Collected data entries
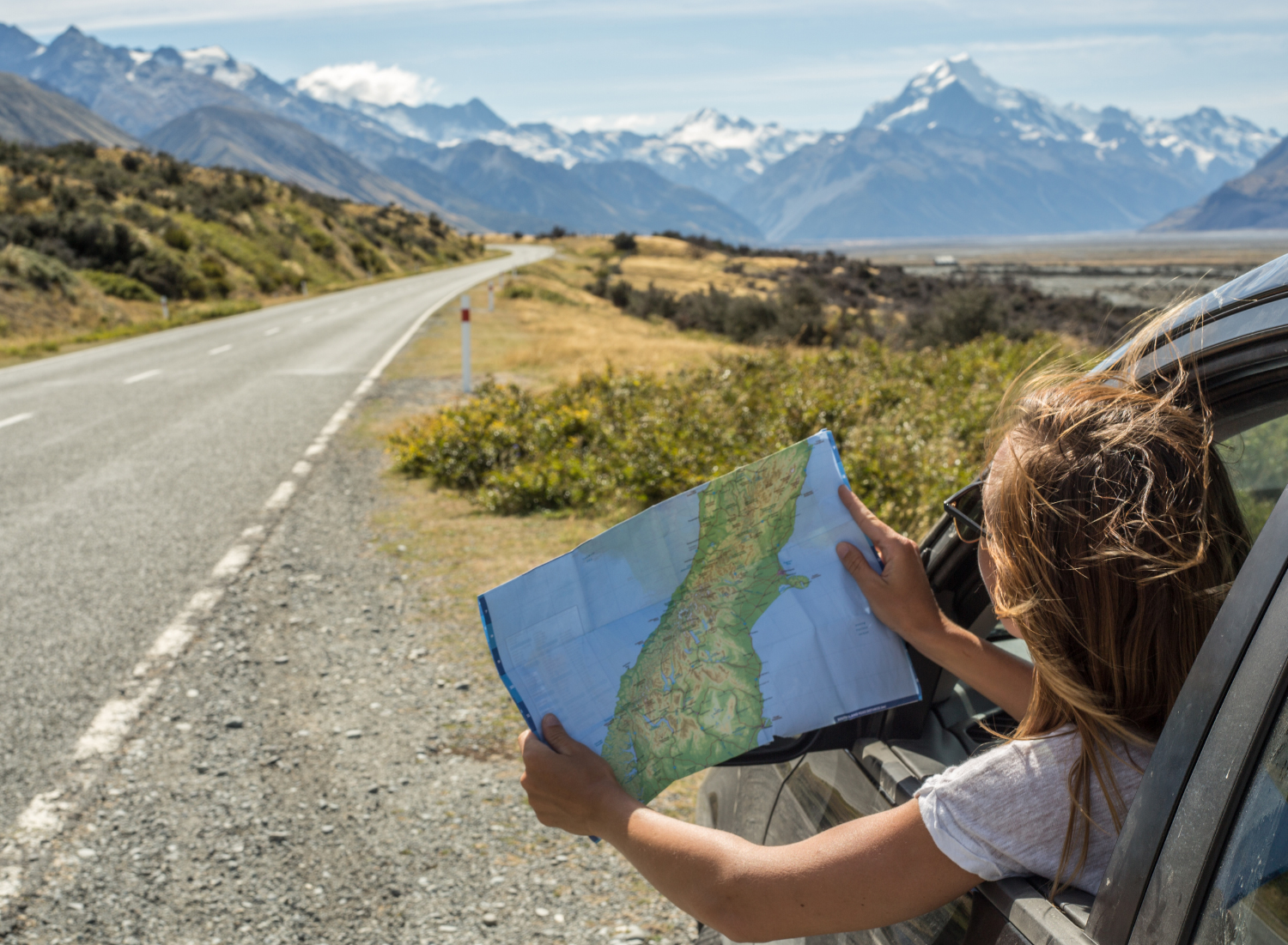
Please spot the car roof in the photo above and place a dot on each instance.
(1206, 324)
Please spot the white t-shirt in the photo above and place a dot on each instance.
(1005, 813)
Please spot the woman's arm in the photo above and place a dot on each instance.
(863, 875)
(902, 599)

---

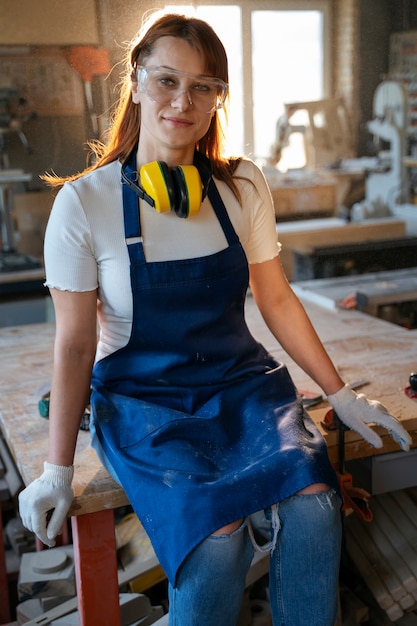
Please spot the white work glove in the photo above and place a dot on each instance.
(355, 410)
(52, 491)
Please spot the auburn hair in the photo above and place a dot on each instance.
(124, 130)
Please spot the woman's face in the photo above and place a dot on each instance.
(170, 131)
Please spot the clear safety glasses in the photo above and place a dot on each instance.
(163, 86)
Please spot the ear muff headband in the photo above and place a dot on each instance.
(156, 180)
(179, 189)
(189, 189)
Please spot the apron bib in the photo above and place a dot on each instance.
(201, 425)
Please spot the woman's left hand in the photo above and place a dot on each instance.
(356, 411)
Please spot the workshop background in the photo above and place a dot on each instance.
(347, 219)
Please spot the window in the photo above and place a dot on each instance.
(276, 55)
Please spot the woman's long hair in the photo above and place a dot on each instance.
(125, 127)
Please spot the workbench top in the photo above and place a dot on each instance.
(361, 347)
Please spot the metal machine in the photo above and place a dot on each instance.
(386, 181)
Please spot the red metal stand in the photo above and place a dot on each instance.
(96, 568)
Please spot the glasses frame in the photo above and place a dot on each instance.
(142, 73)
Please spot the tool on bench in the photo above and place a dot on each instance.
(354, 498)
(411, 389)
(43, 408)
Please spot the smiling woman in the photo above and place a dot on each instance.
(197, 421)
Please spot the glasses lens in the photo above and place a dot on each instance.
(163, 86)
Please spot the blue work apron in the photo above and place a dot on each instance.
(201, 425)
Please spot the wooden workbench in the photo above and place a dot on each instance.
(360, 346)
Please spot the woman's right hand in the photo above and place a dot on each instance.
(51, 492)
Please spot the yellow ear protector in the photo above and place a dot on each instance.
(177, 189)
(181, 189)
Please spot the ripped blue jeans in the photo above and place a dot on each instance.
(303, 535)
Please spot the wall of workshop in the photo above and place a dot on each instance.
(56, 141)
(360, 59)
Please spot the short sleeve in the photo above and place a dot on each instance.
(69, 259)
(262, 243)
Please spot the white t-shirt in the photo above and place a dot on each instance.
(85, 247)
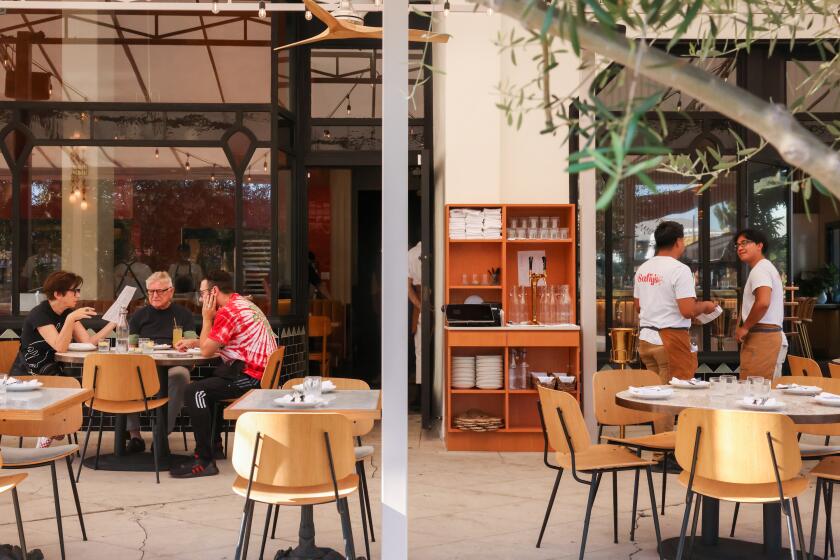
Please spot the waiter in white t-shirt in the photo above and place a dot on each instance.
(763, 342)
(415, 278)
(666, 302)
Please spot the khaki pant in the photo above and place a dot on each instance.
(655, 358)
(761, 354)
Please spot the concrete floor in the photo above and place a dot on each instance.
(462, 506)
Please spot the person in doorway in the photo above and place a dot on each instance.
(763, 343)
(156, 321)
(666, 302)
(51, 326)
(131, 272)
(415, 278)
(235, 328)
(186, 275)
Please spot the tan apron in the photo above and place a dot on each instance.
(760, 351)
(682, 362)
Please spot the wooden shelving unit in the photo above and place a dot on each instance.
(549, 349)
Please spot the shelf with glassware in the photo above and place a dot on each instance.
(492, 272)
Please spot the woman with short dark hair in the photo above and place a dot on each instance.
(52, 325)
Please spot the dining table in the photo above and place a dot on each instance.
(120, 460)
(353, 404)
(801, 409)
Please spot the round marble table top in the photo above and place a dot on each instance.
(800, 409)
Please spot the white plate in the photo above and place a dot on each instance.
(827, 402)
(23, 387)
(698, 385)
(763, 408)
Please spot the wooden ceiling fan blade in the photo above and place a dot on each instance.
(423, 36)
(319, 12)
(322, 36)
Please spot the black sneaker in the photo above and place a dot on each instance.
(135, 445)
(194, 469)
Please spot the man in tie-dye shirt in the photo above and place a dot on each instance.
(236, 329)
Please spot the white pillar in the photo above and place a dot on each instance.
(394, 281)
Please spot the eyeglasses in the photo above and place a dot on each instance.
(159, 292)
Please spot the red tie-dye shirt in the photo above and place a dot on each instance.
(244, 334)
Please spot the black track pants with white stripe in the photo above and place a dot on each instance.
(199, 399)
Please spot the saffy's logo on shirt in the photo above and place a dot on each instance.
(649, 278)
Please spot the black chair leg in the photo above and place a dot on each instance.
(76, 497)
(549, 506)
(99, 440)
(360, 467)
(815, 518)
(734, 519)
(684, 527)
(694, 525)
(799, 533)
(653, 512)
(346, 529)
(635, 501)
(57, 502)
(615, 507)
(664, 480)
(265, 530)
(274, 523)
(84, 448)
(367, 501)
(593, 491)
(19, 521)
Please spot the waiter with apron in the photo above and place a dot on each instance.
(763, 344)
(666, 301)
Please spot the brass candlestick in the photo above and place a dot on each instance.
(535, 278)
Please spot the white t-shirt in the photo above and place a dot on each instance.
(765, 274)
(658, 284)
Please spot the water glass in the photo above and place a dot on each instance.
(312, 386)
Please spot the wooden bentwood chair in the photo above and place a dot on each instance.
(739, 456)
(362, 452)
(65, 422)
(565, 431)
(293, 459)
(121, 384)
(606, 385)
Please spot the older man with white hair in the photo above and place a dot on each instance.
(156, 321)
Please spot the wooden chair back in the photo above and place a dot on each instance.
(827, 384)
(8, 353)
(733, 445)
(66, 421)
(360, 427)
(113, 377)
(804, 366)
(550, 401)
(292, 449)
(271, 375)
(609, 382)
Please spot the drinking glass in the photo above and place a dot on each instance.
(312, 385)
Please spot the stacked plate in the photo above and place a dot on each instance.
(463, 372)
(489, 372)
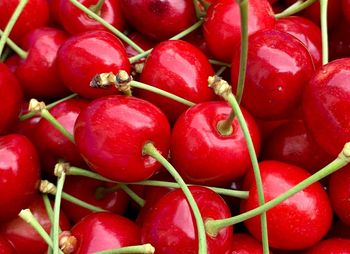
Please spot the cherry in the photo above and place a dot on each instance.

JOB> Could you output the entries from the line with "Please spot the car" to the line with "(1005, 813)" as a two-column CSV with the headers text and answer? Use one row per entry, put each field in quotes, and replace any line breaks with spaces.

EXERCISE OUTPUT>
text,answer
"Please spot the car roof in the photo above and place a dot on each instance.","(1206, 324)"
"Please spot the white t-shirt in the photo above and place a dot on each instance.","(1005, 813)"